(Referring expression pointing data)
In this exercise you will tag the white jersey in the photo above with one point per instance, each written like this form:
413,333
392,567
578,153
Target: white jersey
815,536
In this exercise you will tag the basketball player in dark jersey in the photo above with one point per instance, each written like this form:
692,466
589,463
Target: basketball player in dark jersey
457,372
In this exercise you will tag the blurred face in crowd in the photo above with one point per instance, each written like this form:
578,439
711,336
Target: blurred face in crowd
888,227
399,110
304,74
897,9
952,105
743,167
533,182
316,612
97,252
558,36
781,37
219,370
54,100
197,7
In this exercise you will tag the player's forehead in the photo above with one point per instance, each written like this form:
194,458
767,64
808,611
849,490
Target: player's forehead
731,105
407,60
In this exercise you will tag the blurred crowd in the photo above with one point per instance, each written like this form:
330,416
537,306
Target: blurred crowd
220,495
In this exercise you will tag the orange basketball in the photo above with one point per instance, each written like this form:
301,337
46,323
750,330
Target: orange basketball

*Aim of the exercise*: Copy out every entry exactly.

*Output of the task*:
In this exercise you will tag the white jersey in the photo above with one point per instance, each written like this form:
413,333
392,567
578,153
Target: white jersey
815,536
In this exercise you will tag the basketball player in dark jersey in the photo above with one point per instance, each written like this form:
692,466
589,463
Target: basketball player in dark jersey
457,372
In this exercise you will tag the blurred face in crowd in the photo above with one point per instance, each written like this form:
578,439
711,336
Target: blurred face in crowd
888,227
399,110
304,74
897,9
952,105
743,167
533,182
316,612
97,252
558,36
781,37
219,370
54,100
197,7
In this exercise you will tag the player's forehead in the photo above with one point per instance, each written like this form:
194,458
767,64
808,611
849,490
Target: player's forehead
731,105
407,60
In this exercise you will tag the blurred crowd in the photo above with one point per instance, each written like this form:
330,416
537,306
Target: blurred crowd
220,495
In this exercise you will tag the orange basketball in the photo above with one point per instance, each written like this form:
301,337
46,323
750,330
Target: orange basketball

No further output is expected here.